• **Dataset entries**:
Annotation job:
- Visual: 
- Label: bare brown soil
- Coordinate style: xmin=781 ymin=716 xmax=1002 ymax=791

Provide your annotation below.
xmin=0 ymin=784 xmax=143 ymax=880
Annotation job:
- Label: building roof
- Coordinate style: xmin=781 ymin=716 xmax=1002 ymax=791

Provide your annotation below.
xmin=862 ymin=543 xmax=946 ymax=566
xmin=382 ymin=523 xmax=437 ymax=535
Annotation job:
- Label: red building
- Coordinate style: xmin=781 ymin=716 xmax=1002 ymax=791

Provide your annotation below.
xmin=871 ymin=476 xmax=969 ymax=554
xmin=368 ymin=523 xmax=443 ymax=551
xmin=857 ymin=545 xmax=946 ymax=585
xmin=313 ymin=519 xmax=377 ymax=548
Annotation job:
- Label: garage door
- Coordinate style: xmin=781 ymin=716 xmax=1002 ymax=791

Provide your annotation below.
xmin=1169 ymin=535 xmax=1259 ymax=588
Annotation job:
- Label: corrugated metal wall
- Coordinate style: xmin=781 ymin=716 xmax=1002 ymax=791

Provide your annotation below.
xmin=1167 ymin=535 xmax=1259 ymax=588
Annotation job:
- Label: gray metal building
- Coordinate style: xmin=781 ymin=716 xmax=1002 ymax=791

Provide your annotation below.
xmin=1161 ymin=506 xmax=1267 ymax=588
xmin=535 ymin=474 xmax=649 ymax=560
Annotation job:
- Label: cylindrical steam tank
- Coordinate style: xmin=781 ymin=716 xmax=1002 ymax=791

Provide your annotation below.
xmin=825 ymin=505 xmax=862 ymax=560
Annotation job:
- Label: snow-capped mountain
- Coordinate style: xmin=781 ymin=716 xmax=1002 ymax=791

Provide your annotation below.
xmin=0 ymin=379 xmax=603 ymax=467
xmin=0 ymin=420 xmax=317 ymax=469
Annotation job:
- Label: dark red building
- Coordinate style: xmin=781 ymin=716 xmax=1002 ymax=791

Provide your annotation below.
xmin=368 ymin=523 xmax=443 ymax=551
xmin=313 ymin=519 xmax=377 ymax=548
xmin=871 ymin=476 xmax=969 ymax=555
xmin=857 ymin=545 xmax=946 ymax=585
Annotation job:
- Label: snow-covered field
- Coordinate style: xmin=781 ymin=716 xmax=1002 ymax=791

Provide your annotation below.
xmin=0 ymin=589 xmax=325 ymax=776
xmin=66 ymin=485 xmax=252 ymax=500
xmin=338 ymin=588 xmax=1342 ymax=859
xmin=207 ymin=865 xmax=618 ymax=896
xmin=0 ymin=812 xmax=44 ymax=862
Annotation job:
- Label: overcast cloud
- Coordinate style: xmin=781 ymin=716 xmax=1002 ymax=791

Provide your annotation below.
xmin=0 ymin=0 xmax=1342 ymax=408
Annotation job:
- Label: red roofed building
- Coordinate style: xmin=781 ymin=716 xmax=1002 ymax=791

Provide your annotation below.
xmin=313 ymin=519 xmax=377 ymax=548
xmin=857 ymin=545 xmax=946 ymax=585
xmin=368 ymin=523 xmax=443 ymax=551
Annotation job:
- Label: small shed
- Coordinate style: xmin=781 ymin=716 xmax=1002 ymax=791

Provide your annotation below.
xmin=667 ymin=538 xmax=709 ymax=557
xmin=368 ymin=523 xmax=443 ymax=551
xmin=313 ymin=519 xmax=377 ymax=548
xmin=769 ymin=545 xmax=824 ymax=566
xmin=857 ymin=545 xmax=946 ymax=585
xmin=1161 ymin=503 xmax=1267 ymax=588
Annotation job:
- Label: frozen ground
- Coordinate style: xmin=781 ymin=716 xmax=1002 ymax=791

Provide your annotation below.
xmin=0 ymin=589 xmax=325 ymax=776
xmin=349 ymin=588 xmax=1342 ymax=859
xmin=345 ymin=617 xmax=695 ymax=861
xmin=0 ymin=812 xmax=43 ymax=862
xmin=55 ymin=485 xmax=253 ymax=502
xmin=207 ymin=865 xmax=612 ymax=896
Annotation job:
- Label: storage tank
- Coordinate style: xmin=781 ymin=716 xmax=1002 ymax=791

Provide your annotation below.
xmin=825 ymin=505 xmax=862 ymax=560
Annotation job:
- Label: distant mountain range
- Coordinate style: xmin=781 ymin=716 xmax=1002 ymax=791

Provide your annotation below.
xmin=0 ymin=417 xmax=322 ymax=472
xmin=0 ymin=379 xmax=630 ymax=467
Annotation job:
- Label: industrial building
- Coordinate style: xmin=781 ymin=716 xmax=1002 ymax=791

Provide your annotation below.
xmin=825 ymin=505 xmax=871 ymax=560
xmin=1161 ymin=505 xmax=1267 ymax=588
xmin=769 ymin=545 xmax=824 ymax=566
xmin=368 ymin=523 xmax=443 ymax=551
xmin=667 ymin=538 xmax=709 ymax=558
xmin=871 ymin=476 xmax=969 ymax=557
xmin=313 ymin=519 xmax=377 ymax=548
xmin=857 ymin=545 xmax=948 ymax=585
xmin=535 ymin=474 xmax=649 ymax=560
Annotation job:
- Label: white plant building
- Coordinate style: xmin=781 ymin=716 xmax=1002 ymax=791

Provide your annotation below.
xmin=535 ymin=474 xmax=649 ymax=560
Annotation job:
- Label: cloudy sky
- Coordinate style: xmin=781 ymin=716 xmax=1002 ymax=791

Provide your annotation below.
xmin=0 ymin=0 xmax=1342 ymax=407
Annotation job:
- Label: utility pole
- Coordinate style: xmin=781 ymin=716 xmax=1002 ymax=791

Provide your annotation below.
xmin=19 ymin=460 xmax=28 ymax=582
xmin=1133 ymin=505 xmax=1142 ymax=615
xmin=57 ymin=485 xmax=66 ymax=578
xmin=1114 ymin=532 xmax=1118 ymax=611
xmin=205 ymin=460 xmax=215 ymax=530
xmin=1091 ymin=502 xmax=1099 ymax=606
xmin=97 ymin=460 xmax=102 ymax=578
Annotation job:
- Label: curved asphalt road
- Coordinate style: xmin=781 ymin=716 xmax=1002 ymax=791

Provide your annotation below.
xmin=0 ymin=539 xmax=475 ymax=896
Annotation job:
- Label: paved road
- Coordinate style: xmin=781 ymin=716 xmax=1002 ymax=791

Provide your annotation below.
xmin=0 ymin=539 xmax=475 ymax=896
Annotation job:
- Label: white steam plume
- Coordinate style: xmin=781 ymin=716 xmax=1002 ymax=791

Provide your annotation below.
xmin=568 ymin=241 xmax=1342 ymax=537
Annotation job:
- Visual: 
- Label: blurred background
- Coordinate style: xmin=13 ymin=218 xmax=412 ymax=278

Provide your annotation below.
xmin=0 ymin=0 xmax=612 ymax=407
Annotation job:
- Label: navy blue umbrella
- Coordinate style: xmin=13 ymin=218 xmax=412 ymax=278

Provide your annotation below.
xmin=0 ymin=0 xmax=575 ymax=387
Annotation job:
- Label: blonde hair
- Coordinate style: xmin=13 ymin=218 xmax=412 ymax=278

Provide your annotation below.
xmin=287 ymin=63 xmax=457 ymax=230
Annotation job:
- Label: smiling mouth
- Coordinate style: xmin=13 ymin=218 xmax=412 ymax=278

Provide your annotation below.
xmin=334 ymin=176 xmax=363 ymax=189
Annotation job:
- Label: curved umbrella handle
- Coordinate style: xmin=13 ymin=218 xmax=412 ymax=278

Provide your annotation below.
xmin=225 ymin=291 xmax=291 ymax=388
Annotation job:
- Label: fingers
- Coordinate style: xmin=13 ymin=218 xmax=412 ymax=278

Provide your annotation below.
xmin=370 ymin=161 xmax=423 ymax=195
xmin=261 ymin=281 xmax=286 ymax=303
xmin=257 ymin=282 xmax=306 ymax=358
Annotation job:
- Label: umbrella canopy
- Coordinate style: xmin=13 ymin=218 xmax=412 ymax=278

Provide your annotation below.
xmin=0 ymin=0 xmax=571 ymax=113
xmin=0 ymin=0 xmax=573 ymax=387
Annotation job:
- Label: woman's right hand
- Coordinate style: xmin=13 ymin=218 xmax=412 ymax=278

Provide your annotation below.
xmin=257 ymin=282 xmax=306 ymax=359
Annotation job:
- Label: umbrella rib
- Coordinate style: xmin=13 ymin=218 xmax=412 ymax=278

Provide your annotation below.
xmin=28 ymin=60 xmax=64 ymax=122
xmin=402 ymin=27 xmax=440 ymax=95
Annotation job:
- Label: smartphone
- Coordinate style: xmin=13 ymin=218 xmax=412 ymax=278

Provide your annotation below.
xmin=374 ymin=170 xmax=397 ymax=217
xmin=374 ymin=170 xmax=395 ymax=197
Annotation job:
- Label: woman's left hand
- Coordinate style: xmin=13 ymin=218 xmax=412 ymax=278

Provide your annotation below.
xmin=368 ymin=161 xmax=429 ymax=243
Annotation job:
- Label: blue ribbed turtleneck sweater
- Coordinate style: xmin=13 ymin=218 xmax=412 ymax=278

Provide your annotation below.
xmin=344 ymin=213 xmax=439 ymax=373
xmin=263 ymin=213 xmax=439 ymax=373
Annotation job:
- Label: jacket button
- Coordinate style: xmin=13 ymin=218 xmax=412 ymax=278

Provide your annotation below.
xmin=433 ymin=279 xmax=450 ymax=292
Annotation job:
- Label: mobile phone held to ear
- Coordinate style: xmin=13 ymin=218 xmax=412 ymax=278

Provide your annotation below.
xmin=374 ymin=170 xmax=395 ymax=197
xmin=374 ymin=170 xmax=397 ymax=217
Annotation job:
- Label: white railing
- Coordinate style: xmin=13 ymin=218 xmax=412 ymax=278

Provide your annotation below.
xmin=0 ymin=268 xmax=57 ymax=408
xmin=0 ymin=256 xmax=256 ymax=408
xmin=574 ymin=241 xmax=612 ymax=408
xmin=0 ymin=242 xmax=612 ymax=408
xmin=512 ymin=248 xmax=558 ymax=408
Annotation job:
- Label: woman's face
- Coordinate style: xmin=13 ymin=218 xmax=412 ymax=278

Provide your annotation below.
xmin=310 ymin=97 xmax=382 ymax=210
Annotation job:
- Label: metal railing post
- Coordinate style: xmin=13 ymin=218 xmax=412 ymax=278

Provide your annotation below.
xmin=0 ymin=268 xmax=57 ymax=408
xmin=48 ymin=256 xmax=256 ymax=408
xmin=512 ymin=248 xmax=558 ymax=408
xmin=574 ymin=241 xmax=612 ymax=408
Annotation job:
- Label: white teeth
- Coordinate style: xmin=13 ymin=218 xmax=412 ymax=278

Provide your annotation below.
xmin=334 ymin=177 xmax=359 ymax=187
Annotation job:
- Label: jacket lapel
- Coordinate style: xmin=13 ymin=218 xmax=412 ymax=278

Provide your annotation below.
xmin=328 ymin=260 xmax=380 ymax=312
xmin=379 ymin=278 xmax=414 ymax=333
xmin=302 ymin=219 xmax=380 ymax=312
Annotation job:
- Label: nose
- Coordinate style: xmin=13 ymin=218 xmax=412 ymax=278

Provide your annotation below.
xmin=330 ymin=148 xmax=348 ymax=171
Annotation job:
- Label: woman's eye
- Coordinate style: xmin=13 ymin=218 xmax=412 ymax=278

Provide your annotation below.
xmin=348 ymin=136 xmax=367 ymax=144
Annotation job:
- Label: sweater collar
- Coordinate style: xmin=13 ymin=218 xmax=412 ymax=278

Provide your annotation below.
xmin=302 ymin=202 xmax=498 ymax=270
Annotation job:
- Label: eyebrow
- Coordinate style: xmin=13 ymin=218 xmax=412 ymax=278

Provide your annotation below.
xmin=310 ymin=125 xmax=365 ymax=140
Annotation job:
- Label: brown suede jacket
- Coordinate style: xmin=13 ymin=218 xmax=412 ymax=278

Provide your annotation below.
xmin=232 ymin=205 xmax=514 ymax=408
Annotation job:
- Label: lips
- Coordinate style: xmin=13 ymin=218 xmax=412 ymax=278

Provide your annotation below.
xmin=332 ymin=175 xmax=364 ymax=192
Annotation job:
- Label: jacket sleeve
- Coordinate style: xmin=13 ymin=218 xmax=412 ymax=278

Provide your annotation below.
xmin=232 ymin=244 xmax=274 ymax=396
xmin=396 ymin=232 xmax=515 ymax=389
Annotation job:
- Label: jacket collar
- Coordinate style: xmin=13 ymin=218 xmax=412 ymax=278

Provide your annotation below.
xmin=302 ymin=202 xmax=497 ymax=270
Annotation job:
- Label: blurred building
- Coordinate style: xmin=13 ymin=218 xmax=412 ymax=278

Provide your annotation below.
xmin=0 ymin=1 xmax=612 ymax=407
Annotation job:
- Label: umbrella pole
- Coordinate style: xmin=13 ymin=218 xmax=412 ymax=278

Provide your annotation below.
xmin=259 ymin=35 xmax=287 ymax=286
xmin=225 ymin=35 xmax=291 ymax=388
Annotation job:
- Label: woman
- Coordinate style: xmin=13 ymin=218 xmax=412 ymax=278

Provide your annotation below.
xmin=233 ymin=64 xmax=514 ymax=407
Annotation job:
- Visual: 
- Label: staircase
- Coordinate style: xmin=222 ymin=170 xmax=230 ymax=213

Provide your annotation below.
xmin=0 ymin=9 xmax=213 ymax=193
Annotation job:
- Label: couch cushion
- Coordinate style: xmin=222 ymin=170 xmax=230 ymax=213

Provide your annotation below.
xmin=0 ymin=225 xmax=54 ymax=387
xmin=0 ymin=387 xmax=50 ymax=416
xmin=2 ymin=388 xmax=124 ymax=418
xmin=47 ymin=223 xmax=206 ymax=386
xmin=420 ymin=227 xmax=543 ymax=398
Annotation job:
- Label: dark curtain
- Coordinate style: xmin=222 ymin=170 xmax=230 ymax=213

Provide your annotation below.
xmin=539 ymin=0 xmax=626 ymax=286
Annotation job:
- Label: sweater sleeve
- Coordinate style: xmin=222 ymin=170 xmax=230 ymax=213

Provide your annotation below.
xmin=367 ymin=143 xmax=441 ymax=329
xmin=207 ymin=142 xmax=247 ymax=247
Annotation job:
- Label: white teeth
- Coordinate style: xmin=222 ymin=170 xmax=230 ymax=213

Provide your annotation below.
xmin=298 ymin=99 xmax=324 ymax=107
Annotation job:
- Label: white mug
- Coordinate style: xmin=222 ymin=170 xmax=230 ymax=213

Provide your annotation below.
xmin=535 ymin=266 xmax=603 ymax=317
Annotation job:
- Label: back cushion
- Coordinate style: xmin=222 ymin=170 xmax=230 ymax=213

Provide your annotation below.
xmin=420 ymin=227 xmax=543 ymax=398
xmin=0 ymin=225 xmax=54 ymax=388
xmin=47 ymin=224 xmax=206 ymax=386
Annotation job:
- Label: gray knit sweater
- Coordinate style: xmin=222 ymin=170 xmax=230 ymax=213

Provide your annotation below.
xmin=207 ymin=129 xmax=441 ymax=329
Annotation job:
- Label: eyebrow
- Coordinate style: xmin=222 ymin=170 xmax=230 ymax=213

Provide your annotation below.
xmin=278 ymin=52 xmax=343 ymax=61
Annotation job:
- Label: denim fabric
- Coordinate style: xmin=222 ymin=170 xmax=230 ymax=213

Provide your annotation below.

• **Exercise details**: Please output the lines from the start of the records up to and including the line with "xmin=0 ymin=420 xmax=317 ymax=469" as a JSON list of strings, one string per line, with blank lines left out.

• **Answer in full**:
[
  "Annotation job:",
  "- Visual: ",
  "- Label: bare brown soil",
  "- Coordinate style: xmin=781 ymin=716 xmax=1002 ymax=791",
  "Provide your annotation below.",
  "xmin=0 ymin=784 xmax=143 ymax=880",
  "Annotation job:",
  "- Label: building roof",
  "- Coordinate style: xmin=781 ymin=716 xmax=1002 ymax=791",
  "Provide your annotation below.",
  "xmin=862 ymin=543 xmax=946 ymax=566",
  "xmin=382 ymin=523 xmax=437 ymax=535",
  "Annotation job:",
  "- Label: red building",
  "- Coordinate style: xmin=781 ymin=716 xmax=1002 ymax=791",
  "Provide your annotation below.",
  "xmin=871 ymin=476 xmax=969 ymax=554",
  "xmin=368 ymin=523 xmax=443 ymax=551",
  "xmin=857 ymin=545 xmax=946 ymax=585",
  "xmin=313 ymin=519 xmax=377 ymax=548",
  "Annotation job:",
  "- Label: garage door",
  "- Coordinate style: xmin=781 ymin=716 xmax=1002 ymax=791",
  "Provide your annotation below.",
  "xmin=1169 ymin=535 xmax=1259 ymax=588",
  "Annotation job:",
  "- Label: corrugated metal wall",
  "- Coordinate style: xmin=781 ymin=716 xmax=1002 ymax=791",
  "Provide your annotation below.",
  "xmin=1167 ymin=535 xmax=1259 ymax=588",
  "Annotation job:",
  "- Label: gray metal building",
  "- Coordinate style: xmin=781 ymin=716 xmax=1002 ymax=791",
  "Provide your annotation below.",
  "xmin=1161 ymin=506 xmax=1267 ymax=588",
  "xmin=535 ymin=474 xmax=649 ymax=560",
  "Annotation job:",
  "- Label: cylindrical steam tank",
  "- Coordinate style: xmin=781 ymin=716 xmax=1002 ymax=791",
  "Provide your annotation below.",
  "xmin=825 ymin=505 xmax=862 ymax=560",
  "Annotation job:",
  "- Label: snow-capped mountain",
  "- Coordinate style: xmin=781 ymin=716 xmax=1002 ymax=791",
  "Provide your annotation below.",
  "xmin=0 ymin=379 xmax=603 ymax=467",
  "xmin=0 ymin=420 xmax=317 ymax=469"
]